— start of Information given —

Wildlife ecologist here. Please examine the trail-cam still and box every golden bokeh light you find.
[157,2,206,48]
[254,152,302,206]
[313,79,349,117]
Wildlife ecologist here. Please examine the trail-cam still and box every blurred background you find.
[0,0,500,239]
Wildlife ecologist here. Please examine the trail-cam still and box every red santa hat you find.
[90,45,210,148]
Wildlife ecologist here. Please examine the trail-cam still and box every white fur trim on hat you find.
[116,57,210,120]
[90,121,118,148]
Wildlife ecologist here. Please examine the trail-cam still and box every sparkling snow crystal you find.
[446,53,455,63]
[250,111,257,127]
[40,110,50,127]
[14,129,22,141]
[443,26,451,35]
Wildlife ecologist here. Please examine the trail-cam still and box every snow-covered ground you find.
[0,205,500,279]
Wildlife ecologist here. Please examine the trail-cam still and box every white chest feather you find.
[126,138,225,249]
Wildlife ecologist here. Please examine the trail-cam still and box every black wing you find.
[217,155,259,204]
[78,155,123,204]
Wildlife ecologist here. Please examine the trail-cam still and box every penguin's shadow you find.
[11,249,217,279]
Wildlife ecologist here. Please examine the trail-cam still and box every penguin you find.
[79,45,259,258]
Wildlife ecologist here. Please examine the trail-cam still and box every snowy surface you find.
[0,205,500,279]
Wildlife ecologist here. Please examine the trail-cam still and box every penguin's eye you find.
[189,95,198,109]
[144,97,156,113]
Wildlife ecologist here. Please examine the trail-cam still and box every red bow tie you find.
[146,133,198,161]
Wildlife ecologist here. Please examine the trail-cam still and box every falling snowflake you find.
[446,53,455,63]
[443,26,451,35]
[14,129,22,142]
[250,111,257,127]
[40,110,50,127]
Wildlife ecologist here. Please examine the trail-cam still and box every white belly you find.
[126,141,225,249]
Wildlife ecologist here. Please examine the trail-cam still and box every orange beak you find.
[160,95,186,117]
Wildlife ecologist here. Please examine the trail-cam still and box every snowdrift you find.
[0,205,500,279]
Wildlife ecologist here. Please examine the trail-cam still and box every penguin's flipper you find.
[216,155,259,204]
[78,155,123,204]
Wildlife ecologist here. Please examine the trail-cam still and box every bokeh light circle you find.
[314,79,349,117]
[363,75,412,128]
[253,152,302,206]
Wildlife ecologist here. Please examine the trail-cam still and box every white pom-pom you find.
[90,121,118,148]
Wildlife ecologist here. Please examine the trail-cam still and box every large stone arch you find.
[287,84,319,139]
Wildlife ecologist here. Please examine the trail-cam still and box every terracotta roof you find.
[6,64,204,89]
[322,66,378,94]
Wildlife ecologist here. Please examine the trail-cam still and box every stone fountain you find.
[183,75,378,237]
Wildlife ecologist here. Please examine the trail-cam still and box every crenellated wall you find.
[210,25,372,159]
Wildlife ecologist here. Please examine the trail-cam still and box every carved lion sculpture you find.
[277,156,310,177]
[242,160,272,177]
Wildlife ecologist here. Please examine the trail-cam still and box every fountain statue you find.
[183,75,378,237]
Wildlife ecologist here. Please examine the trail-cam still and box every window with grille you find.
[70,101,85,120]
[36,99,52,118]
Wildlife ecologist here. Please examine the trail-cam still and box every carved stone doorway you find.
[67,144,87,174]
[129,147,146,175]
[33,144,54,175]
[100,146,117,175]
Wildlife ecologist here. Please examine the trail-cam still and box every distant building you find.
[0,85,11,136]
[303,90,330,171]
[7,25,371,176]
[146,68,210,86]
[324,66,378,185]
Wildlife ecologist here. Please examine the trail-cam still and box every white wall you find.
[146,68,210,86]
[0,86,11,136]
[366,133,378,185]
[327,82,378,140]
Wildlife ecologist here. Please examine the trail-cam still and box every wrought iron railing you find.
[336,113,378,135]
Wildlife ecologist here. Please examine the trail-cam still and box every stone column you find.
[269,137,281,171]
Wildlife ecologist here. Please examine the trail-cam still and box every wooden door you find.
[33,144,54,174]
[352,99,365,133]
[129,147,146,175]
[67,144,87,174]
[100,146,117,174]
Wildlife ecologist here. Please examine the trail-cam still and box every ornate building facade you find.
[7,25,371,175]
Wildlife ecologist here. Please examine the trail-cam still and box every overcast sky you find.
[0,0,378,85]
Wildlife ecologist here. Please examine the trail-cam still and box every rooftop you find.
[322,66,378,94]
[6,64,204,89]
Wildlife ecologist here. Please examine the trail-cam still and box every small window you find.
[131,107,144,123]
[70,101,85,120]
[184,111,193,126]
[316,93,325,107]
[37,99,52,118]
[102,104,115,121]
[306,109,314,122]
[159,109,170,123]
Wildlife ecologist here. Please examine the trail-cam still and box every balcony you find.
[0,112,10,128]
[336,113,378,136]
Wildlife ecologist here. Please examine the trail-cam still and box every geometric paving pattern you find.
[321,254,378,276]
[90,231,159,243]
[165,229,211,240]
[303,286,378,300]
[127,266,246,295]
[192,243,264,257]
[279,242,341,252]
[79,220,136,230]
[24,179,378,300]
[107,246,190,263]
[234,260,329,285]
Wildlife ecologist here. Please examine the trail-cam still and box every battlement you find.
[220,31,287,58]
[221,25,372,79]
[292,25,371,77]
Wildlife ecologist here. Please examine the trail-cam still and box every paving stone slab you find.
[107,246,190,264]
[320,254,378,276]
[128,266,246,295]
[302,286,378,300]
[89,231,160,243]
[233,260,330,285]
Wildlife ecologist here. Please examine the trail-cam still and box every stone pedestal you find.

— end of Information given —

§ **Brief**: Rewrite the listing above with "trail-cam still" changed to "camera frame" everywhere it occurs, keeping all other text the same.

§ **Output for this task**:
Wildlife ecologist here. Please examine the camera frame and box every golden bokeh light you find.
[157,2,206,48]
[254,152,302,206]
[313,79,349,117]
Wildlife ecologist here. Please examine the camera frame and box every blurred background you find.
[0,0,500,239]
Wildlife ecologist here. Please examine the camera frame and box every red santa hat you find.
[90,45,210,148]
Wildlife ecologist here. Please examine the camera frame and box every white fur trim on hat you find.
[116,57,210,120]
[90,121,118,148]
Wildlife ecologist here. Please examine the camera frame and box every sparkling snow crystal you find.
[446,53,455,63]
[250,111,257,127]
[40,110,50,127]
[14,129,22,141]
[443,26,451,35]
Wildlife ecologist here. Please examine the camera frame and box every snow-covered ground you find.
[0,205,500,279]
Wildlife ecologist here. Please examine the camera frame and box every white chest feather you find.
[126,138,225,249]
Wildlife ecologist here. Please examine the camera frame and box every black wing you find.
[217,155,259,204]
[78,155,123,204]
Wildlife ecologist here. Please examine the camera frame and box every penguin's shadow you find.
[11,249,217,279]
Wildlife ecologist here. Please examine the camera frame and box every penguin you find.
[79,45,259,258]
Wildlife ecologist here. Please examine the camera frame and box every snowy surface you find.
[0,205,500,279]
Wildlife ecologist here. Please examine the camera frame and box every penguin's eye you find.
[189,95,198,109]
[144,97,156,113]
Wildlife ecologist here. Please examine the camera frame and box every red bow tie you find.
[146,133,198,161]
Wildlife ecologist here. Please examine the camera frame and box every falling snowflake you find.
[446,53,455,63]
[443,26,451,35]
[14,129,22,142]
[250,111,257,127]
[40,110,50,127]
Wildlife ecologist here. Please examine the camera frame and box every white belly you find.
[126,141,225,249]
Wildlife ecologist here. Please examine the camera frame and box every orange beak you find.
[160,95,186,117]
Wildlife ecologist here. Please examine the camera frame and box every snowdrift you find.
[0,205,500,279]
Wildlife ecologist here. Please examine the camera frame and box every penguin's flipper you find.
[216,155,259,204]
[78,155,123,204]
Wildlife ecologist here. Please examine the camera frame and box every bokeh light circle you find.
[314,79,349,117]
[363,75,412,128]
[253,152,302,206]
Wildlife ecologist here. Please examine the camera frame and box every white pom-pom you find.
[90,121,118,148]
Wildlife ecologist here. Please examine the camera frame and box every large stone arch you find.
[287,84,319,139]
Wildlife ecologist here. Please examine the camera frame and box every terracotta roof you find.
[6,64,204,89]
[322,66,378,94]
Wildlife ecologist here. Please examine the camera frame and box every stone fountain you find.
[183,75,378,237]
Wildlife ecologist here. Please examine the camera frame and box every crenellated wall you find.
[210,25,372,159]
Wildlife ecologist here. Please examine the camera frame and box every carved lion sculpture you find.
[277,156,310,177]
[242,160,272,177]
Wildlife ecologist here. Please examine the camera frame and box every fountain statue you find.
[183,75,378,237]
Wildlife ecologist here. Please examine the camera frame and box every window with grille you find.
[70,101,85,120]
[36,99,52,118]
Wildlife ecologist here. Please examine the camera frame and box every carved stone doorway you find.
[67,144,87,174]
[129,147,146,175]
[33,144,54,175]
[100,146,117,175]
Wildlife ecologist here. Please examine the camera frame and box every distant building you find.
[0,85,11,136]
[303,90,330,171]
[7,25,371,176]
[146,68,210,86]
[324,66,378,185]
Wildlife ecologist here. Please examine the camera frame and box every white wall you find.
[146,68,210,86]
[0,86,11,136]
[366,133,378,185]
[327,82,378,140]
Wildlife ecologist here. Please examine the camera frame and box every wrought iron railing you find.
[336,113,378,135]
Wildlife ecologist here. Please examine the camera frame and box every stone column you find.
[269,137,281,171]
Wildlife ecologist here. Please examine the camera frame and box every wooden door you find.
[33,144,54,174]
[352,99,365,133]
[129,147,146,175]
[67,144,87,174]
[100,146,117,174]
Wildlife ecologist here. Please examine the camera frame and box every ornate building facade you find.
[7,25,371,175]
Wildlife ecologist here. Please examine the camera frame and box every overcast sky you find.
[0,0,378,85]
Wildlife ecologist here. Please examine the camera frame and box every rooftop you find.
[322,66,378,94]
[6,64,204,89]
Wildlife ecologist here. Please examine the camera frame and box every small window you find.
[131,107,144,123]
[70,101,85,120]
[184,111,193,126]
[316,93,325,107]
[37,99,52,118]
[102,104,115,121]
[306,109,314,122]
[159,109,170,123]
Wildlife ecologist here. Please examine the camera frame and box every balcony you find.
[0,112,10,128]
[336,113,378,136]
Wildlife ecologist here. Please examine the camera frame and box every geometric paving pattern you find.
[321,254,378,276]
[90,231,159,243]
[165,229,211,240]
[303,286,378,300]
[127,266,246,295]
[192,243,264,257]
[279,242,341,252]
[79,220,136,230]
[24,179,378,300]
[107,246,190,263]
[234,260,329,285]
Wildlife ecologist here. Please examine the camera frame and box every battlement you find.
[220,31,287,58]
[221,25,372,79]
[292,25,371,77]
Wildlife ecologist here. Please examine the camera frame and box every paving stone slab you find.
[107,246,190,264]
[320,254,378,276]
[128,266,246,295]
[302,286,378,300]
[89,231,160,243]
[233,260,330,285]
Wildlife ecologist here. Please examine the camera frame and box every stone pedestal you find.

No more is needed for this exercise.